Data extracted from a collection:
((

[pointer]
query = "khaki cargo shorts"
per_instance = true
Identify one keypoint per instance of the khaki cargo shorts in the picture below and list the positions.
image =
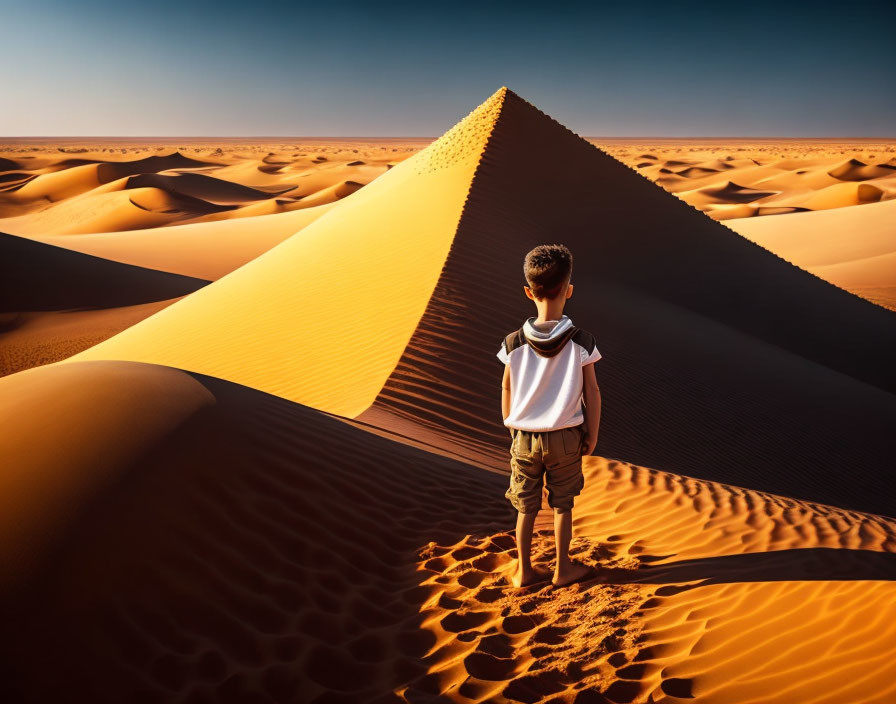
(553, 456)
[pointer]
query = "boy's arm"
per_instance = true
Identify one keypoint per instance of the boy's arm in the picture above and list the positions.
(591, 396)
(505, 395)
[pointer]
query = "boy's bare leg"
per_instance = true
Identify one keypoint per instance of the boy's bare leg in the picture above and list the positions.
(524, 573)
(566, 570)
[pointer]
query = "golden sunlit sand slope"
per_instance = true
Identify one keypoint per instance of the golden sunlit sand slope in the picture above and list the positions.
(361, 276)
(218, 543)
(720, 358)
(220, 503)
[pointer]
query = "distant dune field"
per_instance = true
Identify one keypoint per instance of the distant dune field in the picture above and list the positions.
(251, 435)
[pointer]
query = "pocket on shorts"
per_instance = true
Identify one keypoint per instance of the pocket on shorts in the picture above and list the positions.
(573, 439)
(522, 444)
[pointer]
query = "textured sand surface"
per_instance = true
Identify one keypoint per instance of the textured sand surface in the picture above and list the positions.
(221, 504)
(234, 545)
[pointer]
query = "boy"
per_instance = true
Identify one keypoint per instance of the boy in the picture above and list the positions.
(549, 367)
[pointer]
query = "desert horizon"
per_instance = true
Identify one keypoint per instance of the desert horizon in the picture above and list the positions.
(486, 353)
(228, 512)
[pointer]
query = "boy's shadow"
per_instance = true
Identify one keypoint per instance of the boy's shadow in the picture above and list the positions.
(794, 564)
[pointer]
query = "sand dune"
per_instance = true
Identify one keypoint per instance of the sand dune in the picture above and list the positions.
(212, 505)
(809, 175)
(853, 248)
(55, 302)
(395, 233)
(672, 292)
(219, 550)
(695, 324)
(42, 195)
(205, 250)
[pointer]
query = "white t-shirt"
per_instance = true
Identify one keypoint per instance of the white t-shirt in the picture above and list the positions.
(546, 361)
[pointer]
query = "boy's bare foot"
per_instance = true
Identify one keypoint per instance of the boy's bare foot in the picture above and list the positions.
(573, 572)
(533, 576)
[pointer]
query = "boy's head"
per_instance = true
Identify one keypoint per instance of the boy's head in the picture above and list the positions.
(547, 269)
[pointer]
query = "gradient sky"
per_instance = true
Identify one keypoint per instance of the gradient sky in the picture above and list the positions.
(343, 68)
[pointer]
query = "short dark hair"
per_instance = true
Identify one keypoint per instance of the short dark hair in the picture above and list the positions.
(547, 268)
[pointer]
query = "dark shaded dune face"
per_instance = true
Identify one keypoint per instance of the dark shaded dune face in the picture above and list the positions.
(721, 360)
(259, 551)
(40, 277)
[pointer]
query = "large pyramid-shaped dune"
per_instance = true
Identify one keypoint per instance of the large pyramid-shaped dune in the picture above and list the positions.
(720, 358)
(323, 318)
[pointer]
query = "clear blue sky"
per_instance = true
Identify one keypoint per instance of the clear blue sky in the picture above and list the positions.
(343, 68)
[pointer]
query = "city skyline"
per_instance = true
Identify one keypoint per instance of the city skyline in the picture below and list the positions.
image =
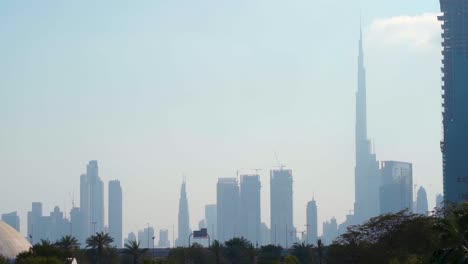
(300, 154)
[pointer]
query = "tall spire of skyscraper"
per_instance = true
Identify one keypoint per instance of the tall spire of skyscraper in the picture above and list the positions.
(366, 170)
(183, 223)
(361, 104)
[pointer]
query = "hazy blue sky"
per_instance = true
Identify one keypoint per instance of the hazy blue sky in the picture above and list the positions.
(156, 89)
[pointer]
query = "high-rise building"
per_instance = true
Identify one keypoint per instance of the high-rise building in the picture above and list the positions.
(33, 222)
(164, 239)
(130, 237)
(51, 227)
(439, 200)
(115, 212)
(421, 202)
(227, 200)
(183, 219)
(77, 225)
(146, 237)
(454, 144)
(250, 208)
(311, 222)
(211, 222)
(265, 235)
(366, 171)
(396, 190)
(92, 199)
(12, 219)
(330, 231)
(281, 199)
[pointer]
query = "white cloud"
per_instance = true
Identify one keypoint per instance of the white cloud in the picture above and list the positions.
(419, 32)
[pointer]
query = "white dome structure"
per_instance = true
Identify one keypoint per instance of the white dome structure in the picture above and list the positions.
(11, 241)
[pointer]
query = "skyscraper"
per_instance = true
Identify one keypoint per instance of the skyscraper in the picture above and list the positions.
(92, 199)
(330, 231)
(396, 191)
(183, 219)
(211, 222)
(145, 237)
(366, 170)
(311, 222)
(11, 219)
(227, 200)
(164, 239)
(115, 212)
(250, 208)
(439, 200)
(421, 202)
(281, 199)
(454, 144)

))

Problem to work on: Gather up every line in the data above that contains the word "below", copying each one.

Solution to this exercise:
Identify one keypoint per instance of the khaki cargo shorts in the picture below and list the positions.
Identify one keypoint per instance of the city skyline in the picture below and list the positions.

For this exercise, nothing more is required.